■ **TASK DIRECTIONS**
Write out every entry exactly as it appears.

Items from a data source:
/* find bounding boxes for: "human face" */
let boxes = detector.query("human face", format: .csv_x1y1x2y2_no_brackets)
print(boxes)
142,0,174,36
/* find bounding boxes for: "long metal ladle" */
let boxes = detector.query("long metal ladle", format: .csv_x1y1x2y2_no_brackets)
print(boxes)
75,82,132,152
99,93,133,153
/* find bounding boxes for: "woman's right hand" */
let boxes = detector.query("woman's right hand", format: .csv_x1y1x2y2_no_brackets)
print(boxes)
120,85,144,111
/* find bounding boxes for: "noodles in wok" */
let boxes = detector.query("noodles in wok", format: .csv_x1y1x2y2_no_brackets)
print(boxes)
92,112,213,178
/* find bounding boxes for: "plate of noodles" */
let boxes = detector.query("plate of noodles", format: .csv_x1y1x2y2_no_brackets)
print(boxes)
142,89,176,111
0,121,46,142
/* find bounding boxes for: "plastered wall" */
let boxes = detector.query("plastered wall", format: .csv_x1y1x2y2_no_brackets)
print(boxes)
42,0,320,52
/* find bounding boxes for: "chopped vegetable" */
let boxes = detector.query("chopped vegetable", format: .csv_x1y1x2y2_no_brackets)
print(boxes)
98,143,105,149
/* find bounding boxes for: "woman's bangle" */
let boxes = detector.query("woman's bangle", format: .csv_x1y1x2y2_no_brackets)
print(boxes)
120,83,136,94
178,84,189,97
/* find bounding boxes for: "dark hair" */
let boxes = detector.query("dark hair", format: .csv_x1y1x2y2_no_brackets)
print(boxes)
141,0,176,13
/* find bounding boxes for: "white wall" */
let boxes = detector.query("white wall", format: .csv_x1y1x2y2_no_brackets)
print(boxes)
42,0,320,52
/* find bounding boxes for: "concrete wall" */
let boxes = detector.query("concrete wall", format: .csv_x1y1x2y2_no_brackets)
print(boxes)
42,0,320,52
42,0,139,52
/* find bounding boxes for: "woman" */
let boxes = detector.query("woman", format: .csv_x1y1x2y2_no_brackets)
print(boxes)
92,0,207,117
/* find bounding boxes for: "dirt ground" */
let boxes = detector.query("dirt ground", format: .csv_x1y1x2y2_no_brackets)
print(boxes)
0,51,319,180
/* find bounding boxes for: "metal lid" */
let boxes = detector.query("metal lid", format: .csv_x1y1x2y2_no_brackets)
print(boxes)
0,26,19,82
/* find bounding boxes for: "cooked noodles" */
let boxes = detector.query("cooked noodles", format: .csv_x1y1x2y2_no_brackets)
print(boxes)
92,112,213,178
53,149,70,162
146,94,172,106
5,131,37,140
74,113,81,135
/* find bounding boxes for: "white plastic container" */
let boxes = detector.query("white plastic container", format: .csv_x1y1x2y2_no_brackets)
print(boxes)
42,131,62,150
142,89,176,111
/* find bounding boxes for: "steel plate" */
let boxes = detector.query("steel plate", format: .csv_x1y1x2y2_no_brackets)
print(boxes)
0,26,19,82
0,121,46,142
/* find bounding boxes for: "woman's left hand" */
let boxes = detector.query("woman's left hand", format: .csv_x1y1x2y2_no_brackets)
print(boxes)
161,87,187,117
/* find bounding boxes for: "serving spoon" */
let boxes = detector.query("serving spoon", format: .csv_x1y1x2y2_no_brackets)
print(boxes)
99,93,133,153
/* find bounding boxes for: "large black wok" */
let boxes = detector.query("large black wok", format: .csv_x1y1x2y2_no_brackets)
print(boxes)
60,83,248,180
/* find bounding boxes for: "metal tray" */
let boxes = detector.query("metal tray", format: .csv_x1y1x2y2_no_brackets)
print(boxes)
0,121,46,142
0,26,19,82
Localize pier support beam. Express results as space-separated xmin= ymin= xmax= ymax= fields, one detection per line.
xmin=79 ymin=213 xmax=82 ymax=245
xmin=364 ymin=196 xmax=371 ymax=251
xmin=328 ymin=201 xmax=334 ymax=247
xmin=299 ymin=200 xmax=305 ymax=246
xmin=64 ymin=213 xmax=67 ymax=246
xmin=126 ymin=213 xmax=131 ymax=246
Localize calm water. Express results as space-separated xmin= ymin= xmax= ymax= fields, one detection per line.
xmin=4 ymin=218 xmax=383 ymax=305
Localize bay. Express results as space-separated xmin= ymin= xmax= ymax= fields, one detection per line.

■ **ANSWER**
/* find bounding boxes for: "human face" */
let boxes = detector.query("human face", format: .csv_x1y1x2y2_no_brackets)
print(boxes)
142,0,174,36
/* find bounding boxes for: "long metal ladle" */
let boxes = detector.query("long metal ladle", format: .csv_x1y1x2y2_no_brackets)
print(boxes)
75,82,132,152
99,93,133,153
/* find bounding boxes for: "woman's right hand" */
let boxes = detector.query("woman's right hand", format: .csv_x1y1x2y2_no_brackets)
print(boxes)
120,85,144,111
/* find bounding boxes for: "noodles in wok" */
let boxes = detector.query("noodles in wok", format: .csv_x1y1x2y2_no_brackets)
print(boxes)
92,112,213,178
/* find bounding boxes for: "plate of noodles" */
let boxes = detector.query("plate of noodles", format: .csv_x1y1x2y2_no_brackets)
print(boxes)
142,89,176,111
0,121,46,142
/* find bounding boxes for: "plastered wall" */
let boxes = detector.query("plastered wall", format: .csv_x1y1x2y2_no_brackets)
print(boxes)
42,0,320,52
/* find bounding boxes for: "chopped vegetable" */
let boxes = detector.query("chopped vegetable", format: .csv_x1y1x2y2_no_brackets)
print(boxes)
98,143,105,149
/* find bounding boxes for: "woman's bangle" */
let boxes = detector.query("woman's bangle", format: .csv_x1y1x2y2_no_brackets)
print(boxes)
120,83,136,94
178,84,189,97
/* find bounding boxes for: "dark hair" */
let boxes = detector.query("dark hair", format: .csv_x1y1x2y2_no_brackets)
print(boxes)
141,0,176,13
/* find bounding boxes for: "white wall" */
let boxes = detector.query("white wall", format: .csv_x1y1x2y2_no_brackets)
print(boxes)
42,0,320,52
/* find bounding boxes for: "concrete wall" */
let boxes = detector.query("concrete wall", format: .csv_x1y1x2y2_no_brackets)
print(boxes)
42,0,320,52
42,0,139,52
/* find bounding boxes for: "woman" */
let boxes = detector.query("woman", format: .csv_x1y1x2y2_no_brackets)
print(boxes)
92,0,207,117
/* find bounding boxes for: "dirt ground" */
let boxes = detector.query("dirt ground", format: .csv_x1y1x2y2_no_brackets)
print(boxes)
0,51,319,180
/* find bounding boxes for: "metal lid" */
let boxes = detector.query("metal lid", format: .csv_x1y1x2y2_no_brackets)
print(boxes)
0,26,19,82
/* find bounding boxes for: "cooked noodles" */
let boxes = detector.query("cooked noodles", format: .csv_x1y1x2y2_no_brackets)
print(boxes)
92,112,213,178
53,149,70,162
146,94,172,106
5,131,37,140
74,113,81,135
/* find bounding boxes for: "white plastic container" */
let boxes = detector.query("white plastic container", format: .csv_x1y1x2y2_no_brackets)
print(boxes)
42,131,62,150
142,89,176,111
/* find bounding boxes for: "steel plate" */
let boxes = detector.query("steel plate", format: .csv_x1y1x2y2_no_brackets)
print(boxes)
0,26,19,82
0,121,46,142
/* find bounding boxes for: "woman's left hand" */
let boxes = detector.query("woman's left hand", format: .csv_x1y1x2y2_no_brackets)
print(boxes)
161,87,187,117
/* find bounding boxes for: "serving spoon" */
let boxes = detector.query("serving spoon", format: .csv_x1y1x2y2_no_brackets)
print(boxes)
99,93,133,153
/* find bounding boxes for: "large black wok" */
let boxes = detector.query("large black wok", format: .csv_x1y1x2y2_no_brackets)
print(boxes)
60,83,248,180
/* find bounding boxes for: "metal tray" */
let boxes = detector.query("metal tray", format: .csv_x1y1x2y2_no_brackets)
print(boxes)
0,121,46,142
0,26,19,82
Localize pier support beam. Express results as space-separated xmin= ymin= xmax= ymax= fields, one detection per line.
xmin=79 ymin=213 xmax=82 ymax=245
xmin=364 ymin=196 xmax=371 ymax=251
xmin=328 ymin=201 xmax=334 ymax=247
xmin=299 ymin=200 xmax=305 ymax=246
xmin=64 ymin=213 xmax=67 ymax=246
xmin=126 ymin=213 xmax=131 ymax=246
Localize calm water. Express results as space-separated xmin= ymin= xmax= ymax= fields, one detection per line.
xmin=4 ymin=218 xmax=383 ymax=305
Localize bay. Express results as space-separated xmin= ymin= xmax= ymax= fields, one detection per line.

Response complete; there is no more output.